▶ _Short problem_: Output the entries from the line containing "Flashcard prompt: The foliage" through the line containing "[838,245,893,365]" as a Markdown table with the columns Row and Line, numbering each row and leaving out blank lines.

============================================================

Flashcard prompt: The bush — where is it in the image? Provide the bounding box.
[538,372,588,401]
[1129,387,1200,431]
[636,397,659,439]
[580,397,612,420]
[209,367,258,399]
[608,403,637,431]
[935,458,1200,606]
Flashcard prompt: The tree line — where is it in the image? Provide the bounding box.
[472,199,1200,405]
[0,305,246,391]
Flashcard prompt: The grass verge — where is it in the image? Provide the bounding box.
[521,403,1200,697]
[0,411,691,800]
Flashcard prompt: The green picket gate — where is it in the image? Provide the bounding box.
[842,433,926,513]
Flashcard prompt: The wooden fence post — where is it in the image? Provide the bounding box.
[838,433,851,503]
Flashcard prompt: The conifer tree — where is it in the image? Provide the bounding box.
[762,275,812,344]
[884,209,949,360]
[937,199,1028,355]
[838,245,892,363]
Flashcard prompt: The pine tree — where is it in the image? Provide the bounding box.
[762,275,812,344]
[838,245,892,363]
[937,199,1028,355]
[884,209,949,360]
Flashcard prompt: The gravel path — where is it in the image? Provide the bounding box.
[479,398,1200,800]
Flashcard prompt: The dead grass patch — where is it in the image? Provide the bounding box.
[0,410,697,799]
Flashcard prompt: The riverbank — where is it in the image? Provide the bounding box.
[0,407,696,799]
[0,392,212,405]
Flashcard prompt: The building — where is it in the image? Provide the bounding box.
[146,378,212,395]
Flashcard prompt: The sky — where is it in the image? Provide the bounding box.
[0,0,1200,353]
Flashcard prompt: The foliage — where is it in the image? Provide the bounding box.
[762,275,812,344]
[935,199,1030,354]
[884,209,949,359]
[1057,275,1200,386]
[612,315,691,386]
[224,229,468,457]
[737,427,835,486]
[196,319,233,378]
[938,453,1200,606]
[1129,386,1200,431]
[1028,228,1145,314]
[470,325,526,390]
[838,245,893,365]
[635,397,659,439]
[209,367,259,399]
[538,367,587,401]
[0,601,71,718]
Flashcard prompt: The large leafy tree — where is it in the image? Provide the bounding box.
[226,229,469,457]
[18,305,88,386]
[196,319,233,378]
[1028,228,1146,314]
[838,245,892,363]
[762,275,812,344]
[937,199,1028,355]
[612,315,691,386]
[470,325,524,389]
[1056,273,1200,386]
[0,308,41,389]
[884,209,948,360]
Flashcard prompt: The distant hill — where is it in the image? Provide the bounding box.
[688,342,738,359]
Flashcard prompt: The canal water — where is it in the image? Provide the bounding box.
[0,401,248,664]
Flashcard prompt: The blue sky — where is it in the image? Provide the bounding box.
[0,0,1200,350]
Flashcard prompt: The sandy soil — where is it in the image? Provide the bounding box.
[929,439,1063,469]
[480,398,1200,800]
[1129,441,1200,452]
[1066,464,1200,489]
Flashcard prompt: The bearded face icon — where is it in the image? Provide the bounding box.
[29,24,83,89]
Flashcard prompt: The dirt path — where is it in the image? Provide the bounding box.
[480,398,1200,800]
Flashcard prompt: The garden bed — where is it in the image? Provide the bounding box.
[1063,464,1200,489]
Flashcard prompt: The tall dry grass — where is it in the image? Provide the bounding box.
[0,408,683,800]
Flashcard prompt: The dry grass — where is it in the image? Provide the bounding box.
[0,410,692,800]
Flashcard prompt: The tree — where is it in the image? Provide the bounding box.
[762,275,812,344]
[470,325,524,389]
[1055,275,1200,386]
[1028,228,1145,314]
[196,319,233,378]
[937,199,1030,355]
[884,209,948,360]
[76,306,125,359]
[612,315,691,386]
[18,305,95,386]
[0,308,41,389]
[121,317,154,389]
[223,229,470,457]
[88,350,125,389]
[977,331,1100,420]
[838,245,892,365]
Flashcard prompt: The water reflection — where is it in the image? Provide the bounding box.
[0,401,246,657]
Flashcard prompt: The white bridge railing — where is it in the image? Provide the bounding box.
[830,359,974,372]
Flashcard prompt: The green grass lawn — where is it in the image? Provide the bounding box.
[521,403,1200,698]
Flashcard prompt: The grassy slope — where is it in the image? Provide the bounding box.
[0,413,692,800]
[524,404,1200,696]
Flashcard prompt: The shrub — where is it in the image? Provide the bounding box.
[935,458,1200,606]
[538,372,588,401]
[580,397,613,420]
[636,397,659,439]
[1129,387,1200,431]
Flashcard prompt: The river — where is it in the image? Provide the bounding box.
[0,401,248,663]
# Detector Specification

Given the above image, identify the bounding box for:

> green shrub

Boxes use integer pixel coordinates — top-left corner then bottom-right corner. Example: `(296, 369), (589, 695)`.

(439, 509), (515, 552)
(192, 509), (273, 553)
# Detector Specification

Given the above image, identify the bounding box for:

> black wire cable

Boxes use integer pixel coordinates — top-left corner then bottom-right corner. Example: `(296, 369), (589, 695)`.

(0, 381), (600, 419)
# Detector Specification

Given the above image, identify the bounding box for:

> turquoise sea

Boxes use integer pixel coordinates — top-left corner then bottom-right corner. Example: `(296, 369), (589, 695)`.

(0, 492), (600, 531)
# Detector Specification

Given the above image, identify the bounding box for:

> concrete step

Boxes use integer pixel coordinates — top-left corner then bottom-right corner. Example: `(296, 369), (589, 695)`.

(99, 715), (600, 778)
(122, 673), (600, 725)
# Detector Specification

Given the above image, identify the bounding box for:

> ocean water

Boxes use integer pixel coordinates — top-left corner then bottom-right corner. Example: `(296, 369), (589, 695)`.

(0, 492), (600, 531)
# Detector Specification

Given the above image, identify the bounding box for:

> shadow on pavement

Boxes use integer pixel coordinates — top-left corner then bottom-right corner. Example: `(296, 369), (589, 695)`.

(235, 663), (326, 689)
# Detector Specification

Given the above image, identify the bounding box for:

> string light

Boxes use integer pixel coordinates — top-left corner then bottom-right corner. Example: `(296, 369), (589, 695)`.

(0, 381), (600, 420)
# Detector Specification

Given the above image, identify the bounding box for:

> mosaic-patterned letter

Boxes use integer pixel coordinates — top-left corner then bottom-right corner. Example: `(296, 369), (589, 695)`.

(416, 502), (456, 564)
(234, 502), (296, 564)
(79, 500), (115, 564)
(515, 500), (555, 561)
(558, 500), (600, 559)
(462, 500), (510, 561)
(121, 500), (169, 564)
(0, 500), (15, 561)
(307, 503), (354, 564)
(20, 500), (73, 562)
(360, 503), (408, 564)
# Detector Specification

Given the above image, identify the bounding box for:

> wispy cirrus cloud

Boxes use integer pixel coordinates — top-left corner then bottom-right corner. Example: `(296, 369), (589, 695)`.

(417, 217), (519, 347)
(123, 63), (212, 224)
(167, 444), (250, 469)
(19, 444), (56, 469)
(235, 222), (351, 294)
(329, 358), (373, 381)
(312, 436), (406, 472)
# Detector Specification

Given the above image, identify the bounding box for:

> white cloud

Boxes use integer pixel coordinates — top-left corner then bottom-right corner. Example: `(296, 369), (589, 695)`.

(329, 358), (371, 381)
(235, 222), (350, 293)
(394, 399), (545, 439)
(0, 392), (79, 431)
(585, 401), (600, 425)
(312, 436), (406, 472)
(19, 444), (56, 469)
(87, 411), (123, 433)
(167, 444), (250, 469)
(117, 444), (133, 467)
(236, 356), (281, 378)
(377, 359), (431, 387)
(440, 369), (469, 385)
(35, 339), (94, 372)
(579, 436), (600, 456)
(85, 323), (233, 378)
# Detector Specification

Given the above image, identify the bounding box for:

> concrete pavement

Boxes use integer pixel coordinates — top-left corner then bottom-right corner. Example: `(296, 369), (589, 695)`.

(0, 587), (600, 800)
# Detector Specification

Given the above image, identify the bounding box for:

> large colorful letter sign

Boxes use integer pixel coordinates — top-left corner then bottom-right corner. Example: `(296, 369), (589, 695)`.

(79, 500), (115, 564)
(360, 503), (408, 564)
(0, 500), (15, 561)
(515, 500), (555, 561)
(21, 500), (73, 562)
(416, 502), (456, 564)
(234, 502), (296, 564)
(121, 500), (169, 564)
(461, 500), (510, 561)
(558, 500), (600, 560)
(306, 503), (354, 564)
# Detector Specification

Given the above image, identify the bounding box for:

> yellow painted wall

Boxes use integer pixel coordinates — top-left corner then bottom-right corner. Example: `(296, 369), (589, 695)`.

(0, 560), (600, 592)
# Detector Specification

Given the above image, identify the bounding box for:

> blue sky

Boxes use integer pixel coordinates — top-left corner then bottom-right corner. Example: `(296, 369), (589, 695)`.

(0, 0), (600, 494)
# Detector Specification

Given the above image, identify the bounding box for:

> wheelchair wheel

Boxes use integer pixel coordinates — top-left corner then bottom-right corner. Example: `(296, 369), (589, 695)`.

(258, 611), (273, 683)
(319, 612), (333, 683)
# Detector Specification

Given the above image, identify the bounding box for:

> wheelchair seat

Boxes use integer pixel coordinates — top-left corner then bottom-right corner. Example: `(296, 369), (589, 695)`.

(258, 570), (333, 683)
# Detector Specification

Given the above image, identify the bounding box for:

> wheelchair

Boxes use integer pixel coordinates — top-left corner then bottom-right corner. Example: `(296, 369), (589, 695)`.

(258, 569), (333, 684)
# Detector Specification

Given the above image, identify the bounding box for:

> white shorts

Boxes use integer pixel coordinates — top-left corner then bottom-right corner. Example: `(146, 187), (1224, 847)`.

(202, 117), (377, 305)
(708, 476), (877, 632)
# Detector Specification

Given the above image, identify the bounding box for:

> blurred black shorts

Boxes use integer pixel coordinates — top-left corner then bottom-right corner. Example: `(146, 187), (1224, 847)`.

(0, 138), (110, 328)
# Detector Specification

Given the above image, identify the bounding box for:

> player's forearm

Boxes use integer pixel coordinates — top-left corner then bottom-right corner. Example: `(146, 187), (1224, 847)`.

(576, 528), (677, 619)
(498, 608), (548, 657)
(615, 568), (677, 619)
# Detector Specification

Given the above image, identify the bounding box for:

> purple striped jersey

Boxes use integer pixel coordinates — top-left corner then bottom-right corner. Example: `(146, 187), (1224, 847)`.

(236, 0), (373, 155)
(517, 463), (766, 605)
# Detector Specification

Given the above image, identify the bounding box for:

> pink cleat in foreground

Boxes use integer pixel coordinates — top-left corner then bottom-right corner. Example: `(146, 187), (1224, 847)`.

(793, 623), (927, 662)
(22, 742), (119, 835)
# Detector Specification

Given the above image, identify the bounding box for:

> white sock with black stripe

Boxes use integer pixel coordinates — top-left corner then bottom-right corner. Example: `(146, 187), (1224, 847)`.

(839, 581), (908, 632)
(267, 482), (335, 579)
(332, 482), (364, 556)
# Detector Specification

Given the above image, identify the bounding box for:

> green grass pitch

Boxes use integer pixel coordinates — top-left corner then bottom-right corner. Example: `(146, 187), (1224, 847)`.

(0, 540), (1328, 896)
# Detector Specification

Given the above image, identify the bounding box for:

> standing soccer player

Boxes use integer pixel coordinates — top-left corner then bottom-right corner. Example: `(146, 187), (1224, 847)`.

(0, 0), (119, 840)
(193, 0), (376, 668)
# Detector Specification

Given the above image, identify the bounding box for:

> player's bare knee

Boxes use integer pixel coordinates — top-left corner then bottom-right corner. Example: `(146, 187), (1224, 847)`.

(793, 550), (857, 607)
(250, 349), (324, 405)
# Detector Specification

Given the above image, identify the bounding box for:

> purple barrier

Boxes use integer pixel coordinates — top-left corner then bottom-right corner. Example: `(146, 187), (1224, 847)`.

============================================================

▶ _The result_:
| Row | Line |
|---|---|
| 1 | Flashcard prompt: The foliage — where is it in the image? Provide the bounding box. |
| 2 | [762,275,812,344] |
| 3 | [935,199,1030,354] |
| 4 | [884,209,949,359] |
| 5 | [1057,275,1200,386] |
| 6 | [612,315,691,386] |
| 7 | [224,229,468,457] |
| 8 | [737,427,835,486] |
| 9 | [196,319,233,378] |
| 10 | [938,453,1200,606] |
| 11 | [1129,386,1200,431] |
| 12 | [1028,228,1145,314] |
| 13 | [470,325,526,390] |
| 14 | [838,245,893,365] |